* [選んだ抜粋]
----

その頃、博久くんの片足は急に動かなくなったと言っていた。

リウマチのせいかは分からなかったが、

雅巳くんが「賞味期限が切れたがやとちゃう?」

なんて軽口を叩き、博久くんも含めて四人で笑っていた。

精密検査して、悪いところがあったら、前のようにオペしたらいいだろうと思っていた。

この時は、博久くんも始め、誰も何も疑っていなかった。

悪魔の足音が近づいていることに。

思ったより元気そうだった博久くんを見て、私達は帰った。

博久くんもいないし、スパイクアウトもないので、また土佐セガに舞い戻り、スラッシュアウトというゲームに興じていた。

この頃、ゲーマーなら誰でも知っている人が、ちょくちょく高知に来ていた。ある男の子に会いに。

書いたかもしれないが、ゲームやりたさに高校を中退した子だ。

----

* [データの行]
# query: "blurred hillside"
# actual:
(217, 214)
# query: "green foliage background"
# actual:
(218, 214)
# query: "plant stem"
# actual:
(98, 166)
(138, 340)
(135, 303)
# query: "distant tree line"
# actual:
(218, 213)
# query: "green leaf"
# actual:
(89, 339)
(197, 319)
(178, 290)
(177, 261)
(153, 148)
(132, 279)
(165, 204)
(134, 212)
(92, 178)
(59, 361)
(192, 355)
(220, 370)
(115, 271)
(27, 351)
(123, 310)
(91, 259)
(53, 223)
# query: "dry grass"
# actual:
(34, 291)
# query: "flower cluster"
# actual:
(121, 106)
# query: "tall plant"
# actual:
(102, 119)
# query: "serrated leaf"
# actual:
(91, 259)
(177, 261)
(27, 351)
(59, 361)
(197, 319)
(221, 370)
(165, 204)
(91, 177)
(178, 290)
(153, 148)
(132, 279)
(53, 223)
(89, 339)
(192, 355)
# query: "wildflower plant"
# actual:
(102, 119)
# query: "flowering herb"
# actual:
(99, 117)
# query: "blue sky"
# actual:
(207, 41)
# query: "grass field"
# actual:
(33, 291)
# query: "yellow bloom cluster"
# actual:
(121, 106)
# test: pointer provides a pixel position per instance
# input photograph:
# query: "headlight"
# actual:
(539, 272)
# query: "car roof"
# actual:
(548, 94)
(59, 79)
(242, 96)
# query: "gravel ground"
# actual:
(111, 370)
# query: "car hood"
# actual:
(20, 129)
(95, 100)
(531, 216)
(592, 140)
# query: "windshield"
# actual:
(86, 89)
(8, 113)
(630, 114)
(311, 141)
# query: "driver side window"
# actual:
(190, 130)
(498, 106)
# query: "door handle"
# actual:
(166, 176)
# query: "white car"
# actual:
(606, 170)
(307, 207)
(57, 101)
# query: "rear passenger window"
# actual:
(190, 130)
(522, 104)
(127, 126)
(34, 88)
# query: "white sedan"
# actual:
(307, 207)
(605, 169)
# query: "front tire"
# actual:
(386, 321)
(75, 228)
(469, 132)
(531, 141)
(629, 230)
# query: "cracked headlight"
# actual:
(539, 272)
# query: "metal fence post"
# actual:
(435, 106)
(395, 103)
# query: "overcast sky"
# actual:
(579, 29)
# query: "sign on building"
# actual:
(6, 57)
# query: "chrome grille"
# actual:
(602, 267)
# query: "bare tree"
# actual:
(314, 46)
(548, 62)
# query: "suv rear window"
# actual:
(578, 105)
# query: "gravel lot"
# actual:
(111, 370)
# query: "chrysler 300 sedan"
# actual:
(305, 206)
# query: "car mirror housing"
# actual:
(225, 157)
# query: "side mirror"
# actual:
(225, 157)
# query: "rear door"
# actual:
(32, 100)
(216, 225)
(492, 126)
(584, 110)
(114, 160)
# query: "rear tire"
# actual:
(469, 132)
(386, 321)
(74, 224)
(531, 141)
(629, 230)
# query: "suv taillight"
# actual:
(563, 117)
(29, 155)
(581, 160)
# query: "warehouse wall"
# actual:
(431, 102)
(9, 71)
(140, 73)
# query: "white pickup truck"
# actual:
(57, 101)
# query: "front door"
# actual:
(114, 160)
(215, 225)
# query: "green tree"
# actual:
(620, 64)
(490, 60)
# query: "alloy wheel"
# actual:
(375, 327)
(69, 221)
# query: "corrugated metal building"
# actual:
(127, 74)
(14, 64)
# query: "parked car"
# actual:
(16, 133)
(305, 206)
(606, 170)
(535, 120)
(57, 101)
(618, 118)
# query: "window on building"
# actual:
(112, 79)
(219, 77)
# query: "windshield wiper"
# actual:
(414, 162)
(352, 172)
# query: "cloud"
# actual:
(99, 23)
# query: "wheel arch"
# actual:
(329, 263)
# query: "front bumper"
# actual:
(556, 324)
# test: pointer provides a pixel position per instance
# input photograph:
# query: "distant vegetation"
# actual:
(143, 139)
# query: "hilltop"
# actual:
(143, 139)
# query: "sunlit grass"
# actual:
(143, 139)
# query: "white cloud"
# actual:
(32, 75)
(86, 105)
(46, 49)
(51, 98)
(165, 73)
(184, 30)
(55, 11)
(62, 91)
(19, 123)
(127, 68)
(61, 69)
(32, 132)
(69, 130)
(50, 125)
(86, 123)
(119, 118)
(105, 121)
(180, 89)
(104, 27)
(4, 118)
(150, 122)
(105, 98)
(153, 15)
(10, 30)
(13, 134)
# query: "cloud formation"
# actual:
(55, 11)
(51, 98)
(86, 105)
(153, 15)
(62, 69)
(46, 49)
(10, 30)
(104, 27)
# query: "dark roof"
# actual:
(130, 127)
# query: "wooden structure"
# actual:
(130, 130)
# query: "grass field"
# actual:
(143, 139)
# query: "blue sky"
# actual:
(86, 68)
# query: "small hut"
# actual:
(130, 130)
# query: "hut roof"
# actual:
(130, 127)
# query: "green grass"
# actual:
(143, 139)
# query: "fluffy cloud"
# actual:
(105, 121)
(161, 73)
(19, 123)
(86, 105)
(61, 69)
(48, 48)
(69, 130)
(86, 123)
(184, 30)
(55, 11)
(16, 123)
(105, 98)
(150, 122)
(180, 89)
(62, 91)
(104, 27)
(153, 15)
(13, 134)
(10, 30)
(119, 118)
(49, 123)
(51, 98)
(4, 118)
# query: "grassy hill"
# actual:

----

* [課題] 抜粋の「なんて軽口を叩き、博久くんも含めて四人で笑っていた。」から始まり「トというゲームに興じていた。」までの部分を、「四人」を「三人」に変えて書き直してください。

* [課題の結果]
なんて軽口を叩き、博久くんも含めて三人で笑っていた。

精密検査して、悪いところがあったら、前のようにオペしたらいいだろうと思っていた。

この時は、博久くんも始め、誰も何も疑っていなかった。

悪魔の足音が近づいていることに。

思ったより元気そうだった博久くんを見て、私達は帰った。

博久くんもいないし、スパイクアウトもないので、また土佐セガに舞い戻り、スラッシュアウトというゲームに興じていた。